━━ Ausgangstext ━━
In Europa war Neuguineas Existenz bis ins 16. Jahrhundert unbekannt. Auch danach gab es lange Zeit keine intensiven Kontakte zwischen den Inselbewohnerinnen und -bewohnern und dem Rest der Welt. Lediglich die Küstenregionen wurden regelmässig von Europäern heimgesucht. Der negative Beiklang dieses Verbs ist berechtigt.
Noch um 1960 lebten im Landesinneren Einheimische, die keine Berührung mit der Aussenwelt hatten. Dazu gehörten die Stämme der Region um Det im Südlichen Hochland. Bis 1969 die Baldegger Schwestern dort ankamen, hatten sie vereinzelte weisse Missionare gesehen, weisse Frauen noch nie.
Die Insel ist seit der Kolonialzeit zweigeteilt. Da diese Epoche bis heute Auswirkungen hat, lohnt sich ein kurzer Rückblick: Der Westen der Insel wurde 1828 von den Niederlanden besetzt und zusammen mit den indonesischen Inseln als Niederländisch-Indien bezeichnet. 1963 wurde dieser Teil von Indonesien annektiert. Seither gehört Westneuguinea zu Indonesien, wobei die Verhältnisse bis heute verworren sind. Laut verschiedenen Berichten wurden schätzungsweise mehr als 100 000 Einheimische ermordet und zahlreiche andere verschleppt. Unabhängigkeitsbestrebungen wurden blutig niedergeschlagen.
━━━
━━ Einträge im Auszug ━━
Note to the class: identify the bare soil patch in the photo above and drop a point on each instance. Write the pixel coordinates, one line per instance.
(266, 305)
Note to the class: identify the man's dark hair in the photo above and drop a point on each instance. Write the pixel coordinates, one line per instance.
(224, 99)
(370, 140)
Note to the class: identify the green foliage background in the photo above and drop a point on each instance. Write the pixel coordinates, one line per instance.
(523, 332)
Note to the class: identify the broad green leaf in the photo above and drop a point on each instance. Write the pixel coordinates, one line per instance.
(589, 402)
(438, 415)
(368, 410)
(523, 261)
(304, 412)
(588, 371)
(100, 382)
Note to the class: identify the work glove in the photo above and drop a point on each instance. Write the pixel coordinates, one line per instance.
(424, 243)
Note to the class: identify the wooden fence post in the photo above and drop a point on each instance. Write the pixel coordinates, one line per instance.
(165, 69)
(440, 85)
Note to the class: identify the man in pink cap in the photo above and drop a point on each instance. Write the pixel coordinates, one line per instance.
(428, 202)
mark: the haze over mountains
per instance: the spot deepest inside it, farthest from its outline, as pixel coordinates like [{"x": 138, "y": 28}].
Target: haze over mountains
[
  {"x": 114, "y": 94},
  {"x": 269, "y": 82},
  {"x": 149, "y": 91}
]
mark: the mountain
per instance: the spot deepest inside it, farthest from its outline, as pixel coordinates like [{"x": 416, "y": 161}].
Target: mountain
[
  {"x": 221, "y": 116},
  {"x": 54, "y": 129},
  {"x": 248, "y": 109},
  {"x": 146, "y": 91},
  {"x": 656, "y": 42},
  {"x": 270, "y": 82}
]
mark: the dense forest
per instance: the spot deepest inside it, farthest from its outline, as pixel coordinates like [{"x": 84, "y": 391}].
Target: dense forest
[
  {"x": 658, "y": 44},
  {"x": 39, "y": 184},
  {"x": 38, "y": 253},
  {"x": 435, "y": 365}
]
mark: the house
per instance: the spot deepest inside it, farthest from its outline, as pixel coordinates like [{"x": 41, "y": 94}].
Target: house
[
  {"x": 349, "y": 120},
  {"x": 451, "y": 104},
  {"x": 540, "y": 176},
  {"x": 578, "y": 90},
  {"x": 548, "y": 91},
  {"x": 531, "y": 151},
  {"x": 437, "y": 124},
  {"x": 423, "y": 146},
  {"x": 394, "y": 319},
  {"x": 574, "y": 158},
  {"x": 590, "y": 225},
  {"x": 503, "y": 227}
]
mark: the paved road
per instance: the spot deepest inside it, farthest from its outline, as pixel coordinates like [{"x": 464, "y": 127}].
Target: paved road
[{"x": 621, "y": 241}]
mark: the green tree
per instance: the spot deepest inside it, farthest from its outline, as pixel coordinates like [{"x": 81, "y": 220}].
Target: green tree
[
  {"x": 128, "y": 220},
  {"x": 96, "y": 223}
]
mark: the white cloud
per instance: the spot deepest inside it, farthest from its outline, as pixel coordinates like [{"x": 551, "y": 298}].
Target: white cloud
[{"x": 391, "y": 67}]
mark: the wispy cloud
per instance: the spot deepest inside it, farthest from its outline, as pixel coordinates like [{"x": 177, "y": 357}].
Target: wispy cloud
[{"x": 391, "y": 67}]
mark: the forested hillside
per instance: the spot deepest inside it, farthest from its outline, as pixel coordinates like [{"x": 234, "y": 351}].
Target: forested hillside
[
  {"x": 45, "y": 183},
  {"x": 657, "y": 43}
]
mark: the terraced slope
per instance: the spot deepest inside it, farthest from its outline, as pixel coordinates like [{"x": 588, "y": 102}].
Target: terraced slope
━━━
**Deine Aufgaben:**
1: Beantworte die folgenden Fragen anhand des Textes über Neuguinea.
(a) Bis zu welchem Jahrhundert war die Existenz Neuguineas in Europa unbekannt?
(b) In welchem Jahr kamen die Baldegger Schwestern in der Region um Det an?
(c) In welchem Jahr wurde der Westen der Insel von Indonesien annektiert?
2: Erkläre mit dem Text über Neuguinea, weshalb sich ein kurzer Rückblick auf die Kolonialzeit lohnt.
3: Schreibe den Text über Neuguinea im Anschluss an seinen letzten Satz weiter.
Die Einträge stammen aus einer anderen Quelle als der Text über Neuguinea.

**Lösungen:**
1:
(a) Bis ins 16. Jahrhundert.
(b) 1969.
(c) 1963.

2: Der Rückblick lohnt sich, weil die Kolonialzeit bis heute Auswirkungen hat. Seit dieser Epoche ist die Insel zweigeteilt.

3:
Der Osten der Insel geriet erst etwas später in den Fokus der europäischen Mächte. Ab den 1860er-Jahren versuchten das Deutsche Reich und Grossbritannien, dieses Gebiet für sich zu gewinnen. 1884 einigten sie sich auf eine Aufteilung: Der Norden wurde unter dem Namen «Kaiser-Wilhelms-Land» deutsches Schutzgebiet, der Süden wurde erst britisches Protektorat, vier Jahre später vom Vereinigten Königreich Grossbritannien und Irland annektiert und als «Britisch-Neuguinea» bezeichnet. Im Osten begann die Mission durch die katholische und die evangelische Kirche, im Süden wurde die anglikanische Kirche verbreitet. Als 1902 Australien unabhängig wurde, ging Britisch-Neuguinea an Australien über.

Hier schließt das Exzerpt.